■ PAGE TEXT ■
|---|
Cryptocurrency arbitrage trading is getting good attention from the crypto trading community and it becomes easy to transact across global exchanges. This article will help you to understand how to leverage market opportunities.
Cryptocurrencies differ from the traditional markets in a way that they are completely decentralized. However, when it comes to trading crypto assets, most of the fundamental concepts remain the same, arbitrage trading is an age-old concept that applies to markets all across the globe.
If you are a complete newcomer, it will be better for you to consult with experienced traders who can tell you more about arbitrage trading. Also, you need to remember that before you start trading, you need to find the best crypto wallet to ensure the high level of the security of your assets.
Today we will be looking at the interesting concept of cryptocurrency arbitrage trading. But before we proceed, let’s look at what does “Arbitrage” means in general. As per the Investopedia definition:
“Arbitrage is the purchase and sale of an asset in order to profit from a difference in the asset’s price between markets. It is a trade that profits by exploiting the price differences of identical or similar financial instruments in different markets or in different forms”.
|---|
■ EXTRACTED MATERIAL ■
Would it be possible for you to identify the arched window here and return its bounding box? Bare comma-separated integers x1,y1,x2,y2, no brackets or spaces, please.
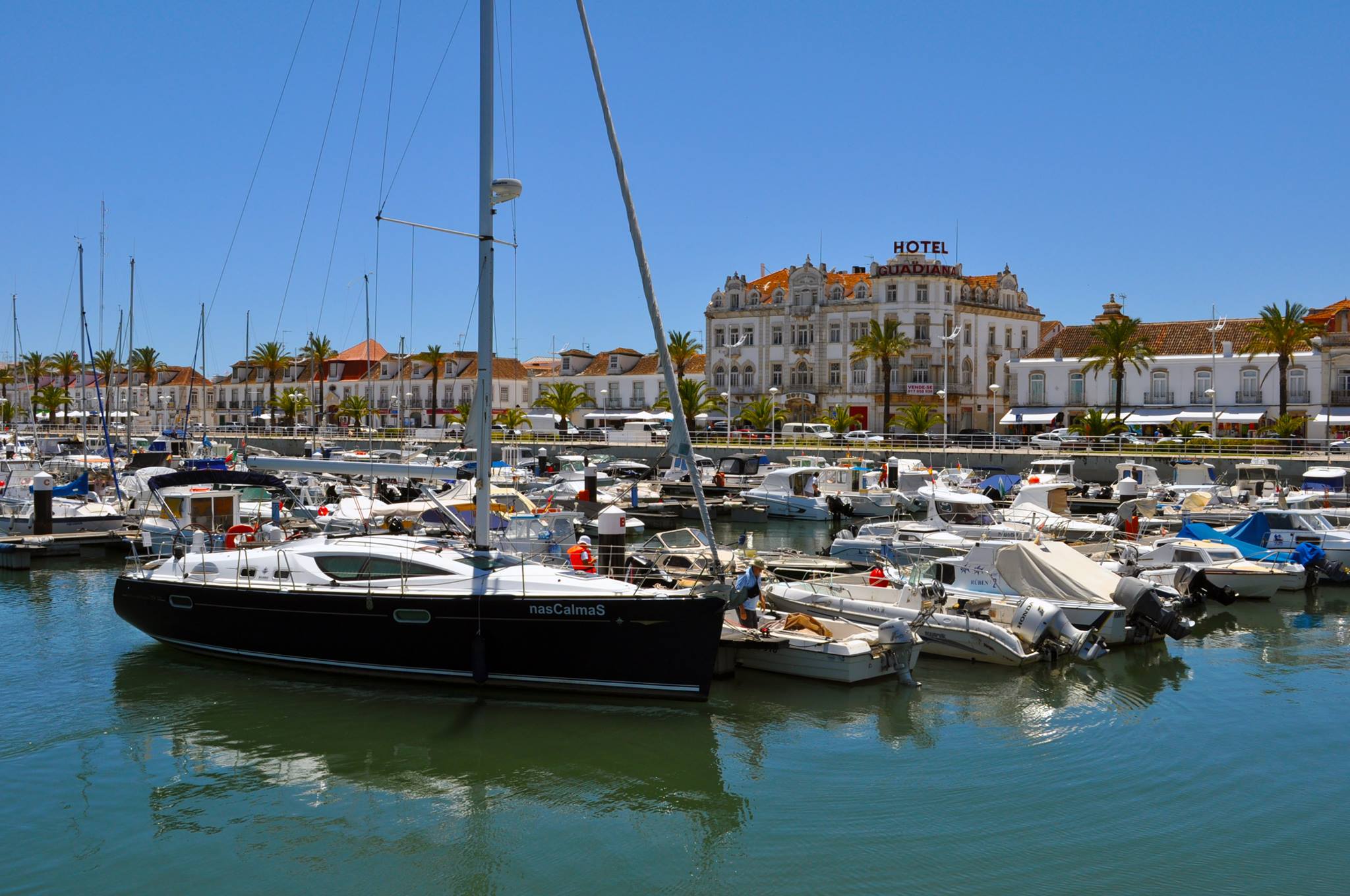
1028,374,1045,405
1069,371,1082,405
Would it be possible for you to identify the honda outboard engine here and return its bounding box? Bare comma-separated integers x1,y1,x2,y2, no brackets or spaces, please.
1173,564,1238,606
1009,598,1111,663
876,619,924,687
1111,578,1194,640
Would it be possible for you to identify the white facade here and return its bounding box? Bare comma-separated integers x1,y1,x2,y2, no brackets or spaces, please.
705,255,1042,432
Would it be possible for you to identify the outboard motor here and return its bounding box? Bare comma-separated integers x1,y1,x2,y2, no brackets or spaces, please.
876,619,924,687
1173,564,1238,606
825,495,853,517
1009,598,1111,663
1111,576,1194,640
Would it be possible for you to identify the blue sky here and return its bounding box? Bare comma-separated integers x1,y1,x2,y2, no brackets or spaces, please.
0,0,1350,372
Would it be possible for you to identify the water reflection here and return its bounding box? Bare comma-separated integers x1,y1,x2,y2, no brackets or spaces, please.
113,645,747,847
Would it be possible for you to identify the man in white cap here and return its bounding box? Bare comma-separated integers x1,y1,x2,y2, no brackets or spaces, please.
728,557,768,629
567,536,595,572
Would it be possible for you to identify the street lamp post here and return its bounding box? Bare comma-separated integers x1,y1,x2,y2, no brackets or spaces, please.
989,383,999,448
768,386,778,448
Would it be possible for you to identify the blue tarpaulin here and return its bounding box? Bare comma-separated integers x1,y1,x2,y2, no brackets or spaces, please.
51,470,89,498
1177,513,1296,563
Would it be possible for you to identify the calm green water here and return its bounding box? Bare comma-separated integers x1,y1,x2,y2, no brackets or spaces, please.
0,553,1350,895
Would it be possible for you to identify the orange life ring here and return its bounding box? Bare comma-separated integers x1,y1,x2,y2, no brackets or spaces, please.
|---|
■ PARTS OF THE EXERCISE ■
- 1) In the cryptocurrency arbitrage text, list every word that begins with "crypto," in order of appearance and including repeats.
- 2) Write out the records from the line containing "Would it be possible for you to identify the man" through the line containing "1177,513,1296,563", with both of those lines included.
The records have no connection to the text about cryptocurrency arbitrage.

■ EXERCISE SOLUTIONS ■
- 1)
Cryptocurrency
crypto
Cryptocurrencies
crypto
crypto
cryptocurrency

- 2)
Would it be possible for you to identify the man in white cap here and return its bounding box? Bare comma-separated integers x1,y1,x2,y2, no brackets or spaces, please.
728,557,768,629
567,536,595,572
Would it be possible for you to identify the street lamp post here and return its bounding box? Bare comma-separated integers x1,y1,x2,y2, no brackets or spaces, please.
989,383,999,448
768,386,778,448
Would it be possible for you to identify the blue tarpaulin here and return its bounding box? Bare comma-separated integers x1,y1,x2,y2, no brackets or spaces, please.
51,470,89,498
1177,513,1296,563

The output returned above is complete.